**To-do item:** Write out every line of the entries below with no changes at all.

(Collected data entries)
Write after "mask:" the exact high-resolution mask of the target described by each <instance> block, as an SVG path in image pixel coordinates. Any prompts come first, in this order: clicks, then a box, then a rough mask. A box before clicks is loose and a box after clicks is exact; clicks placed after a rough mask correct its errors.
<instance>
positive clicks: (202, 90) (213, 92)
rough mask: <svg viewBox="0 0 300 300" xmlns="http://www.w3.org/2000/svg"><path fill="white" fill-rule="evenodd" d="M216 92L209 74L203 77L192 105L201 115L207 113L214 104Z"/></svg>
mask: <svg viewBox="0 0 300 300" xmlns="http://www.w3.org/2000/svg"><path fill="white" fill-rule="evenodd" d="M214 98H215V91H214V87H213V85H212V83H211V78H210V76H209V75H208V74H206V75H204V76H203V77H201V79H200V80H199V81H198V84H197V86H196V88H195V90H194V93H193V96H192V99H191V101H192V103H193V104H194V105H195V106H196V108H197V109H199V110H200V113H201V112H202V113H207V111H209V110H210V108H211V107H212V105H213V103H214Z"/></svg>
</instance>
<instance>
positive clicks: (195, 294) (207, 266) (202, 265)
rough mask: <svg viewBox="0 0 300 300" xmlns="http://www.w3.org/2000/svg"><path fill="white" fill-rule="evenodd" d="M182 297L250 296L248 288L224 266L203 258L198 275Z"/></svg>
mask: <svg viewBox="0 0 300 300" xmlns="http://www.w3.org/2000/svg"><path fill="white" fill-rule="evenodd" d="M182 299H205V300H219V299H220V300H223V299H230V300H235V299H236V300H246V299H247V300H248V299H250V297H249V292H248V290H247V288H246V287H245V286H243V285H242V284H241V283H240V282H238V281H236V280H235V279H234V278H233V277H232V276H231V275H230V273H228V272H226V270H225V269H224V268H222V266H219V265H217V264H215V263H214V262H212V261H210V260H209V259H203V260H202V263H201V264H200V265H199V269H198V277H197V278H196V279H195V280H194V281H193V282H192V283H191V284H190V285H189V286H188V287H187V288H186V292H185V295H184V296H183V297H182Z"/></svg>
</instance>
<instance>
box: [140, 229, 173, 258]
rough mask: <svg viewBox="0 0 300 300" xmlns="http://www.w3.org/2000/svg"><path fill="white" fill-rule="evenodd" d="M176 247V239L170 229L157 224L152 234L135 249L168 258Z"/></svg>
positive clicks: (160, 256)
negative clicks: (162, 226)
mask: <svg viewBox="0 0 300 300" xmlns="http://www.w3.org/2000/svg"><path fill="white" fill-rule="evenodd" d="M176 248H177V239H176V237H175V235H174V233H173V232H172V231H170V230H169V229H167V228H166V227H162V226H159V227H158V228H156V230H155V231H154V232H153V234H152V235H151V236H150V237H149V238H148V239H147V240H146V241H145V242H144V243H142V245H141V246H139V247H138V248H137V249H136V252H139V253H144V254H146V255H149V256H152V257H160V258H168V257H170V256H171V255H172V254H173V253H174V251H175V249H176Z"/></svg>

**Task result:**
Write after "mask:" the exact high-resolution mask of the target described by each <instance> block, as an SVG path in image pixel coordinates. Any prompts come first, in this order: clicks, then a box, then a rough mask. A box before clicks is loose and a box after clicks is exact; clicks placed after a rough mask correct its errors.
<instance>
positive clicks: (202, 90) (213, 92)
rough mask: <svg viewBox="0 0 300 300" xmlns="http://www.w3.org/2000/svg"><path fill="white" fill-rule="evenodd" d="M216 92L209 74L203 77L192 105L201 115L207 113L214 104Z"/></svg>
mask: <svg viewBox="0 0 300 300" xmlns="http://www.w3.org/2000/svg"><path fill="white" fill-rule="evenodd" d="M214 98H215V91H214V87H213V85H212V83H211V78H210V76H209V75H208V74H206V75H204V76H203V77H201V79H200V80H199V81H198V84H197V86H196V88H195V90H194V93H193V96H192V99H191V101H192V103H193V104H194V105H195V106H196V108H197V109H199V110H200V113H201V112H202V113H207V111H209V110H210V108H211V107H212V105H213V103H214Z"/></svg>
</instance>
<instance>
positive clicks: (195, 294) (207, 266) (202, 265)
rough mask: <svg viewBox="0 0 300 300" xmlns="http://www.w3.org/2000/svg"><path fill="white" fill-rule="evenodd" d="M182 297L250 296L248 288L224 266L203 258L198 275Z"/></svg>
mask: <svg viewBox="0 0 300 300" xmlns="http://www.w3.org/2000/svg"><path fill="white" fill-rule="evenodd" d="M182 299H205V300H219V299H220V300H223V299H230V300H235V299H236V300H246V299H247V300H248V299H250V297H249V292H248V290H247V288H246V287H245V286H243V285H242V284H241V283H240V282H238V281H236V280H235V279H234V278H233V277H232V276H231V275H230V273H228V272H226V270H225V269H224V268H222V266H219V265H217V264H215V263H214V262H212V261H210V260H209V259H203V260H202V263H201V264H200V265H199V269H198V277H197V278H196V279H195V280H194V281H193V282H192V283H191V284H190V285H189V286H188V287H187V288H186V292H185V295H184V296H183V297H182Z"/></svg>
</instance>
<instance>
box: [140, 229, 173, 258]
rough mask: <svg viewBox="0 0 300 300" xmlns="http://www.w3.org/2000/svg"><path fill="white" fill-rule="evenodd" d="M176 247V239L170 229L157 224L152 234L135 249L168 258Z"/></svg>
positive clicks: (160, 256)
negative clicks: (162, 226)
mask: <svg viewBox="0 0 300 300" xmlns="http://www.w3.org/2000/svg"><path fill="white" fill-rule="evenodd" d="M176 248H177V239H176V237H175V235H174V233H173V232H172V231H170V230H169V229H167V228H166V227H162V226H159V227H158V228H156V230H155V231H154V232H153V234H152V235H151V236H150V237H149V238H148V239H147V240H146V241H145V242H144V243H142V245H141V246H139V247H138V248H137V249H136V252H139V253H144V254H146V255H149V256H152V257H160V258H168V257H170V256H171V255H172V254H173V253H174V251H175V249H176Z"/></svg>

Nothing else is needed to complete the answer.